**RECORDS:**
##########

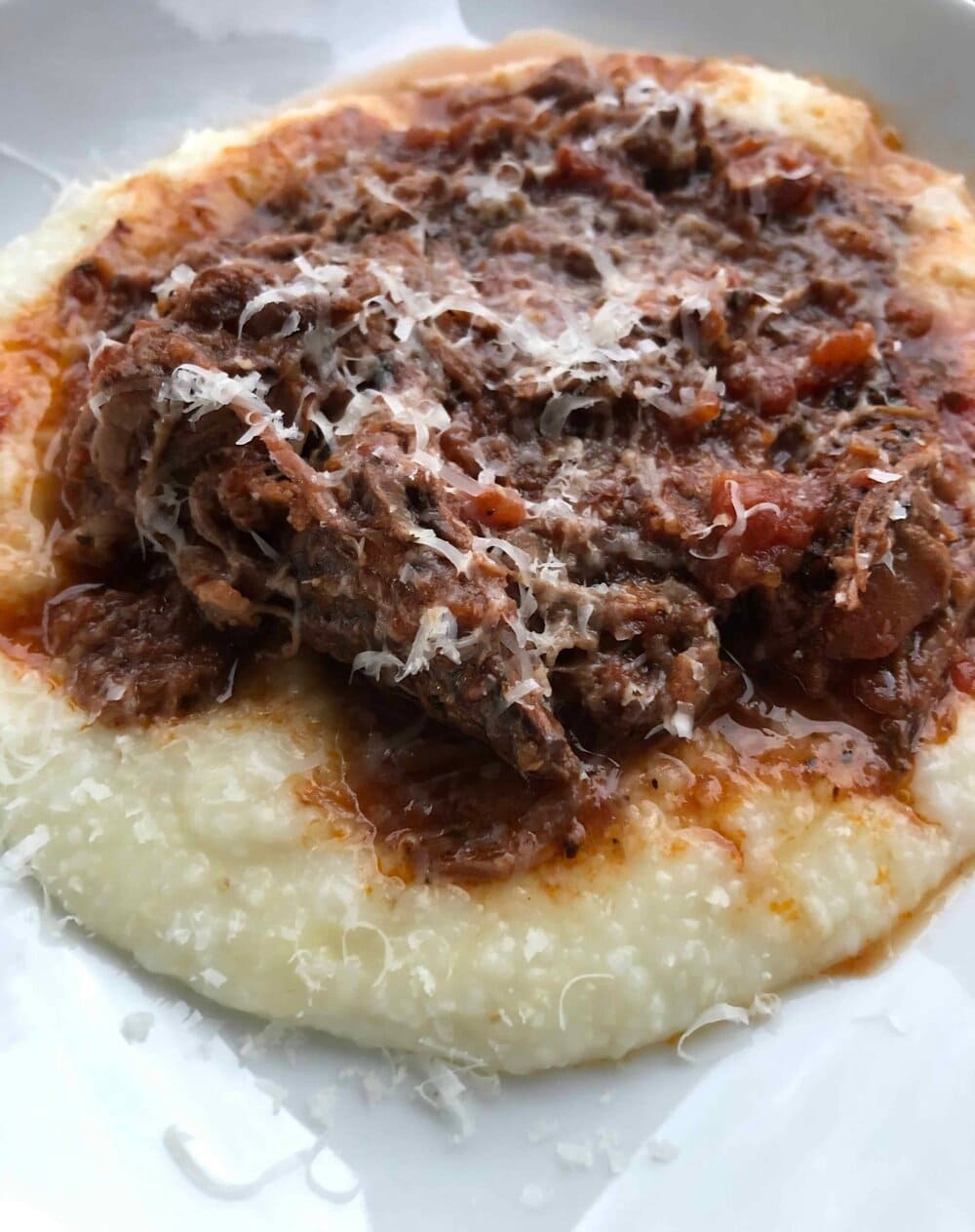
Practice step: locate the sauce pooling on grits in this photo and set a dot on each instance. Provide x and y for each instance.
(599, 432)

##########

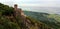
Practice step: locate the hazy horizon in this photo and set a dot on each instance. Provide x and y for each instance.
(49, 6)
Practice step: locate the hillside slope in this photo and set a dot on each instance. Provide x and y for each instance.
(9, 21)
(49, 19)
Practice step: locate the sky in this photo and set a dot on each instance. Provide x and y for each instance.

##########

**ASSIGNMENT:** All that is needed is the exact run of lines above from the line containing "Practice step: locate the hazy" through the line containing "Practice step: locate the sky", both of them included.

**COMPLETED TASK:**
Practice step: locate the hazy horizon in this photo and set a dot on each instance. Provide x and y for each instance.
(49, 6)
Practice step: locate the hillside slope in this photo and set a dot on each instance. Provide x and y for each instance.
(9, 21)
(49, 19)
Practice step: locate the sky in this photo and set a dot on each instance. Provide x and y for each instance.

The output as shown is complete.